*DOCUMENT SECTION*.
+ + + +
California Forum

How can there be so much great TV this awards season, and so few great TV theme songs?

Long after the plots fade, theme songs can bring viewers up to speed on, say, the adventures of the castaways on “Gilligan’s Island.”
Long after the plots fade, theme songs can bring viewers up to speed on, say, the adventures of the castaways on “Gilligan’s Island.”

Face it: You can absorb only so much news these days before your brain bucket feels like it’s about to explode. This is why, now more than ever, we need quality comedies and fictional dramas on television – to divert us from the real-life, tragicomic horror show playing out in Washington.

Entertainment critics yak about how Hollywood is producing truly great TV these days, how we’re living in a new Golden Age of the Boob Tube. Maybe so, but there’s a problem with much of that small-screen storytelling: Given so many ensemble casts and their myriad subplots, these shows afford the average viewer (aka me) little idea what they’re about until about three episodes in. Even then, it can all be terribly confusing.
+ + + +
*SOURCE DATA*.
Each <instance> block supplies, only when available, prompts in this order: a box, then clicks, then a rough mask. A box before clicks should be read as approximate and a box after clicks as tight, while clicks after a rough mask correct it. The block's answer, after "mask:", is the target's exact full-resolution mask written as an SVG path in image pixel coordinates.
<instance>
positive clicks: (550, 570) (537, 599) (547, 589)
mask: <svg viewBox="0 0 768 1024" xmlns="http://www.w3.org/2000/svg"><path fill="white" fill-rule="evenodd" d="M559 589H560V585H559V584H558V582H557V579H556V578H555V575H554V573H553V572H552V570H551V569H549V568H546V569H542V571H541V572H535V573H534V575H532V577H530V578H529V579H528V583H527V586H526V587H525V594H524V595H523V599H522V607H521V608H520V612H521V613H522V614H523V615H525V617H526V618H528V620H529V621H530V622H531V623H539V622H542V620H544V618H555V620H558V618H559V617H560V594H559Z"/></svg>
+ + + +
*TASKS*.
1 - Translate this sentence from the piece on TV theme songs into Spanish: "Face it: You can absorb only so much news these days before your brain bucket feels like it’s about to explode."
2 - Carry the piece on TV theme songs forward, starting right after its last sentence.

*ANSWERS FOR EACH ITEM*.
1 - Acéptalo: hoy en día solo puedes asimilar cierta cantidad de noticias antes de que sientas que la cabeza está a punto de explotarte.

2 -
I typically don’t understand the motivations of primary characters on these shows. Are they secretly sleeping with, or secretly planning to murder each other? Whose parent is secretly not their parent? And why is it called, “The Big Bang Theory?” Because I sat through a couple of episodes and, so far as I could tell, they had nothing to do with cosmology or comedy.

Whatever happened to programs with musical preambles that spelled out everything for you nice and neat from the get-go, so that you didn’t have to put out a helmet fire one week to the next, putting all the pieces together?

You knew, for example, that a movie star, an egghead, a stuffy millionaire, his vapid wife “and the rest” embarked from an unnamed tropical port on a leisurely “three-hour cruise,” ran into nasty weather and ended up marooned on the back lot of CBS Studios (okay, an “uncharted desert isle”). There, they cavorted with with the vessel’s nitwit first mate, Gilligan, and a corpulent skipper who somehow managed to keep all that weight on for several seasons subsisting on little more than fish and coconuts.

Or what about “The Addams Family?” Good luck fathoming the social dynamics of that show without an explanatory introductory song.

Granted, there were many series back in the day that didn’t require a jingly musical executive summary as the opening credits rolled. Take “Lassie” – no lyrics, just a lot of soulful whistling. But, really, how much exposition did we need to understand that Lassie was one perfectly groomed, super-smart collie, and that Timmy almost certainly was going to need rescuing after falling down the well?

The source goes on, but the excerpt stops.